■ **Provided records**:
========================================

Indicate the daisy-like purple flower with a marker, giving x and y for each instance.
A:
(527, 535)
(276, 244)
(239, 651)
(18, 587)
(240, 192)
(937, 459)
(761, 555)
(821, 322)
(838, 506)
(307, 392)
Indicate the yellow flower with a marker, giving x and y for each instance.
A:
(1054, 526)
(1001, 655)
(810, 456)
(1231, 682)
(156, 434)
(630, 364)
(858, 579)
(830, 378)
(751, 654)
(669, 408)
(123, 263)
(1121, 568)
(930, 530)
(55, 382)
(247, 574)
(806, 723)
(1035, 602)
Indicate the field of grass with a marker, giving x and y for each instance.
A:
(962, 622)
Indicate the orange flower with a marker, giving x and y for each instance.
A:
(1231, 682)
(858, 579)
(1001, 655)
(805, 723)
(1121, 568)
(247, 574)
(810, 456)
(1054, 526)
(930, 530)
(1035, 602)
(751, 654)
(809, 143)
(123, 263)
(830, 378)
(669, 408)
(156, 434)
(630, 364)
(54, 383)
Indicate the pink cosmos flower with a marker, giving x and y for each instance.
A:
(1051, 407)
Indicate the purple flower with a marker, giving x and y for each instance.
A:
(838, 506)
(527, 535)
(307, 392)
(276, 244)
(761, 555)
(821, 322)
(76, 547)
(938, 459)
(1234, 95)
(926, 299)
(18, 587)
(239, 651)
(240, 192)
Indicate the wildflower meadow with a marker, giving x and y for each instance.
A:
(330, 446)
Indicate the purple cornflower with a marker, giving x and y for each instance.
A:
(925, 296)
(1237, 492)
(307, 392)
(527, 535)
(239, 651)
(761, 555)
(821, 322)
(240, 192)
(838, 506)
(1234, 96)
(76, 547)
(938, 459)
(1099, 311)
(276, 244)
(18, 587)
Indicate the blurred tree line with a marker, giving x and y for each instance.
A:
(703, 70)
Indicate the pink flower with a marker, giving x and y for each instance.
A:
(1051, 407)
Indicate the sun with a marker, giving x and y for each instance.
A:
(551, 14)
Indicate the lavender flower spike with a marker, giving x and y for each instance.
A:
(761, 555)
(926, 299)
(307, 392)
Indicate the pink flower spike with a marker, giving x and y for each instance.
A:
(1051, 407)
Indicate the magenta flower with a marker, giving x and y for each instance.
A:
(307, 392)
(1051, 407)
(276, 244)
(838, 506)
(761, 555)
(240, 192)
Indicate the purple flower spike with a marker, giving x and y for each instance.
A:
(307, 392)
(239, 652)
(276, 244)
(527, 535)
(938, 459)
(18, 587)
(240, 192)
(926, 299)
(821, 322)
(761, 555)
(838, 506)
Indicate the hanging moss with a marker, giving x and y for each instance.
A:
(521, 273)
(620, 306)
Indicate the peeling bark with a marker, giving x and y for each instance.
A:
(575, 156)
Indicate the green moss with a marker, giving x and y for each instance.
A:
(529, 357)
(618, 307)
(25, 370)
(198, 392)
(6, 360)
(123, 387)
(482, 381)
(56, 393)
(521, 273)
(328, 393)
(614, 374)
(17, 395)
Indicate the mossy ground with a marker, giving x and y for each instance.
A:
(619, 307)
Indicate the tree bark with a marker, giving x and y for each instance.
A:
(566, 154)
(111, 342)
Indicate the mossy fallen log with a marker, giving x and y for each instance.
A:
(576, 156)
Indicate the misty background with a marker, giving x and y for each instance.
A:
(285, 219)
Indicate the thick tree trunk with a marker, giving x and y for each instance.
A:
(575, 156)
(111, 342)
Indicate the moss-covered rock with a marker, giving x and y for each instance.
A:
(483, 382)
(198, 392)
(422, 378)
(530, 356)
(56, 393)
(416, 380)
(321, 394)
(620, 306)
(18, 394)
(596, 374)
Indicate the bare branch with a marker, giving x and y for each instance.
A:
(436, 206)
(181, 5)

========================================

■ **Exercise description**: Restate the whole of the data exactly.

■ **Answer section**:
Indicate the daisy-like purple flower with a marker, giving x and y for each instance.
A:
(527, 535)
(276, 244)
(239, 651)
(18, 587)
(240, 192)
(937, 459)
(761, 555)
(821, 322)
(838, 506)
(307, 392)
Indicate the yellow flower with a marker, giving x and y for each instance.
A:
(1054, 526)
(1001, 655)
(810, 456)
(1231, 682)
(156, 434)
(630, 364)
(858, 579)
(830, 378)
(751, 654)
(669, 408)
(123, 263)
(1121, 568)
(930, 530)
(55, 382)
(247, 574)
(806, 723)
(1035, 602)
Indicate the field of grass with a marker, giving x and y for each instance.
A:
(962, 622)
Indicate the orange flower with a marker, giving x and y for each instance.
A:
(1231, 682)
(858, 579)
(1001, 655)
(805, 723)
(1121, 568)
(247, 574)
(810, 456)
(1054, 526)
(930, 530)
(1035, 602)
(751, 654)
(809, 143)
(123, 263)
(830, 378)
(669, 408)
(156, 434)
(630, 364)
(54, 383)
Indicate the pink cosmos flower with a marker, giving x and y for each instance.
A:
(1051, 407)
Indicate the purple flower with a marker, giving x and y for each instance.
A:
(838, 506)
(527, 535)
(307, 392)
(276, 244)
(761, 555)
(821, 322)
(76, 547)
(938, 459)
(1234, 95)
(926, 299)
(18, 587)
(239, 651)
(240, 192)
Indicate the wildflower meadow with a marker, giving x and y for each instance.
A:
(330, 446)
Indicate the purple cornflower with a marker, giving x and y for each instance.
A:
(925, 296)
(1237, 492)
(307, 392)
(527, 535)
(239, 651)
(761, 555)
(821, 322)
(240, 192)
(838, 506)
(1234, 96)
(76, 547)
(938, 459)
(1099, 311)
(276, 244)
(18, 587)
Indicate the blurred tree line with a marker, giving x and y for each instance.
A:
(703, 70)
Indicate the pink flower with a marker, giving x and y for each instance.
A:
(1051, 407)
Indicate the sun with a marker, giving x and y for each instance.
A:
(551, 14)
Indicate the lavender flower spike with a marker, giving x and y for each instance.
A:
(761, 555)
(926, 299)
(307, 392)
Indicate the pink flower spike with a marker, giving x and y for each instance.
A:
(1051, 407)
Indicate the magenta flower with a marker, giving x and y for each instance.
A:
(307, 392)
(1051, 407)
(276, 244)
(838, 506)
(761, 555)
(240, 192)
Indicate the purple flower spike with a marker, giving x and y for each instance.
A:
(307, 392)
(239, 652)
(276, 244)
(527, 535)
(938, 459)
(18, 587)
(240, 192)
(926, 299)
(821, 322)
(761, 555)
(838, 506)
Indicate the hanging moss with a marker, giving x and y for each instance.
A:
(521, 273)
(620, 306)
Indicate the peeling bark with a marker, giving x and y for each instance.
A:
(575, 156)
Indicate the green moss with a marker, giving x and y for each instance.
A:
(529, 357)
(618, 307)
(25, 370)
(198, 392)
(6, 360)
(123, 387)
(482, 381)
(56, 393)
(521, 273)
(328, 393)
(614, 374)
(17, 395)
Indicate the mossy ground with a marker, giving x and y for each instance.
A:
(619, 307)
Indicate the tree bark with a marker, giving x and y for each instance.
A:
(566, 154)
(111, 342)
Indicate the mossy fallen log with a marker, giving x and y for each instance.
A:
(576, 156)
Indicate the misty background with a marker, giving x and y for each instance.
A:
(285, 219)
Indicate the thick tree trunk with a marker, giving x and y for each instance.
A:
(575, 156)
(111, 342)
Indicate the moss-covered rock with a marker, giving x and y for each instance.
A:
(483, 382)
(198, 392)
(422, 378)
(530, 356)
(56, 393)
(416, 380)
(321, 394)
(620, 306)
(18, 394)
(596, 374)
Indicate the bare branch with a marker, giving x and y for each instance.
A:
(436, 206)
(181, 5)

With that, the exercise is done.